### Written exercise
Copy all of the items below verbatim, and leave the pictures out of your answer.

### Available data
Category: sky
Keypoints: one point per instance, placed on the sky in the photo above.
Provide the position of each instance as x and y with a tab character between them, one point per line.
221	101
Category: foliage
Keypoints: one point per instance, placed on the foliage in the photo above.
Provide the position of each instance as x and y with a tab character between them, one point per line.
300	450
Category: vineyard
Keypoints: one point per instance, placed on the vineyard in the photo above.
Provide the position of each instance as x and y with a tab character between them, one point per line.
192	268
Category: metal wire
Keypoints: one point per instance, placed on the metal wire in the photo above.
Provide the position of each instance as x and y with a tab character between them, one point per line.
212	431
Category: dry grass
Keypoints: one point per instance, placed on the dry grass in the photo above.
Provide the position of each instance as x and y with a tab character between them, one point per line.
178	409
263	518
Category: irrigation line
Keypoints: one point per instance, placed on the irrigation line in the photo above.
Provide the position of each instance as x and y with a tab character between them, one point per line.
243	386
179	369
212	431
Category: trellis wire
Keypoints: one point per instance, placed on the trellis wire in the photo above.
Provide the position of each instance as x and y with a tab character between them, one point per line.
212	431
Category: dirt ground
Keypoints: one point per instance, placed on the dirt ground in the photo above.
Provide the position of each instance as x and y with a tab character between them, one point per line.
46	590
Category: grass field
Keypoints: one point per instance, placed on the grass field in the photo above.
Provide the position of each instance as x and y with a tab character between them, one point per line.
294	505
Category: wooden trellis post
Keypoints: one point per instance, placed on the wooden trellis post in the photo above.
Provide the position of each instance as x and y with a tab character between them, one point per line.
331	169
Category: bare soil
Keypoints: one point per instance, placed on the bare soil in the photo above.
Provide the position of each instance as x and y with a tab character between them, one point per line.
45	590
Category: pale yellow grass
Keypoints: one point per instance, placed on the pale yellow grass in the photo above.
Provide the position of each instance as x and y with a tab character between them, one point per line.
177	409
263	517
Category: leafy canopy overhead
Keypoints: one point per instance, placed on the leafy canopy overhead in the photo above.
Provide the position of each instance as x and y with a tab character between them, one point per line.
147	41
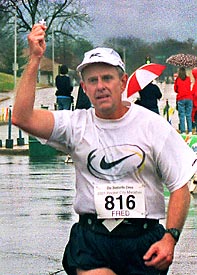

### Task solution
Category: sky
Keypoints: one point per instance, placed on the sky in the photo above.
Provide the position of each instance as x and y with a tab character between them, one point per line.
221	101
Category: foliage
Keypoints: one point per instance, placed on the foliage in the photo above.
Provide the position of each instance as x and y with a tab character between them, one point per line.
300	450
Category: vineyard
Keypoints: one point per instance, placed on the vineyard in the photo above.
Provide the position of each instance as x and y with a tab character between them, one point per line.
192	268
Category: metal wire
Keypoints: one point per instance, placed on the metal wire in the photo above.
Provide the position of each instance as x and y with a tab character between them, one point per line.
212	431
Category: dry grass
Keypoints: one point per instance, placed on the dry grass in the photo above.
Provide the position of each instance as x and y with a tab character between them, one point per line.
178	409
263	518
Category: irrigation line
Keypoints: one point per instance, placed on the irrigation line in the photo above.
Provide the position of each instance as x and y with a tab character between them, one point per line.
243	386
179	369
212	431
Category: trellis wire
Keypoints: one point per instance, placed on the trellis wire in the photo above.
Provide the position of each instance as x and y with a tab character between them, one point per line.
212	431
Category: dirt ground
Keypoints: one point per instance, placed on the dirt ground in the photo above.
Provide the position of each instance as x and y with a tab character between them, one point per line.
46	590
Category: grass field
Keypoints: one point per instance, placed on the grass field in the photo above.
Provide the position of each instance as x and y with a tab character between them, one point per line.
294	505
Category: wooden trellis post
Keypoints: one point per instance, placed on the wooden trellis post in the photo above.
Provide the position of each instance as x and y with a tab character between them, one point per line.
331	169
Category: bare soil
Keypoints: one point per instance, placed on the bare soil in the photo above.
Provide the position of each instance as x and y with a tab character between them, one point per line.
45	590
Category: pale yellow grass
Keypoints: one point per instance, placed on the pale yellow grass in the photo above.
Provide the position of each instance as x and y with a tab character between them, one point per line.
177	409
263	517
Category: leafy canopy overhead
Keypoints: one point per instance, placed on the leafy canopy overhead in the photo above.
Provide the position of each instance as x and y with a tab character between them, one point per line.
147	41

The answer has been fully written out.